*** PAGE TEXT ***

Today in history: Happy birthday, Thomas Paine

January 29th, 2013

On January 29, 1737, Thomas Paine was born in Norfolk, England. In 1774, he moved to London, where he met Benjamin Franklin, who suggested that he consider emigrating to America. Taking Franklin’s advice (and his letter of introduction), Paine arrived in Philadelphia on November 30, 1774. Soon thereafter he became a citizen of Pennsylvania and, in January of 1775, took up the editorship of Pennsylvania Magazine

On January 10, 1776, Paine published the first of his two famous pamphlets in support of the American Revolution: Common Sense. (The second pamphlet series, The American Crisis, began to be published later that year, and begins with the famous lines: “These are the times that try men’s souls: The summer soldier and the sunshine patriot will, in this crisis, shrink from the service of their country; but he that stands it now, deserves the love and thanks of man and woman.”)

Common Sense was published about eight months after hostilities began at the Battle of Lexington and Concord in April of 1775, but still six months before the American Colonies officially declared their independence from Great Britain in July of 1776. The monograph immediately became popular and influential, with over 100,000 copies sold in the first few months of 1776; by the end of the year, over half-a-million copies of the 48-page pamphlet had been distributed. Written by Paine and edited by Benjamin Rush (who would go on to sign the Declaration of Independence later that year), Common Sense was, according to historian Gordon S. Wood, “the most incendiary and popular pamphlet of the entire revolutionary era.”

*** End of PAGE TEXT ***
*** MATERIAL PROVIDED ***

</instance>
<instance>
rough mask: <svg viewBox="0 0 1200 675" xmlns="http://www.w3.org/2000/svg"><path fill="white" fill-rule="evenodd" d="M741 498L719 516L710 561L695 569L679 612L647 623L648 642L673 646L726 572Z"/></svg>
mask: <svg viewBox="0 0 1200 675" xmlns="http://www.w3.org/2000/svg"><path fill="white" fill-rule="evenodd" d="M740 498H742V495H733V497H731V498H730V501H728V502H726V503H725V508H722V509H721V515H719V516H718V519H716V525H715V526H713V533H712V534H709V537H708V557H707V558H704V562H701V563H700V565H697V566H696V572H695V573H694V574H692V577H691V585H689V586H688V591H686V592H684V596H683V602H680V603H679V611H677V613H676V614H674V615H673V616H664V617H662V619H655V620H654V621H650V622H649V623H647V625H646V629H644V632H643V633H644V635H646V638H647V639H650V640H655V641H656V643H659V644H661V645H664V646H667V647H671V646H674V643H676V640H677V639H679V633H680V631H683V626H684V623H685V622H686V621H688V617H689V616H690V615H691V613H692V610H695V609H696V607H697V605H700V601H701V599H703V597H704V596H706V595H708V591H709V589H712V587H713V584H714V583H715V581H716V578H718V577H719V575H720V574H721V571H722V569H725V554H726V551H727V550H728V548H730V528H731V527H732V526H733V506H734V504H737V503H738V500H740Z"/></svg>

*** End of MATERIAL PROVIDED ***

* **WHAT IS EXPECTED**
Decide whether each statement below agrees with the Thomas Paine text, answering yes or no and quoting the words of the text that decide it.
1. Paine arrived in Philadelphia on November 30, 1774.
2. Benjamin Franklin edited Common Sense.
3. Common Sense appeared after the American Colonies declared their independence.
The listing has no connection to the Thomas Paine text.

* **RESPONSE**
1. Yes: "Paine arrived in Philadelphia on November 30, 1774."
2. No: "Written by Paine and edited by Benjamin Rush"
3. No: "but still six months before the American Colonies officially declared their independence from Great Britain in July of 1776"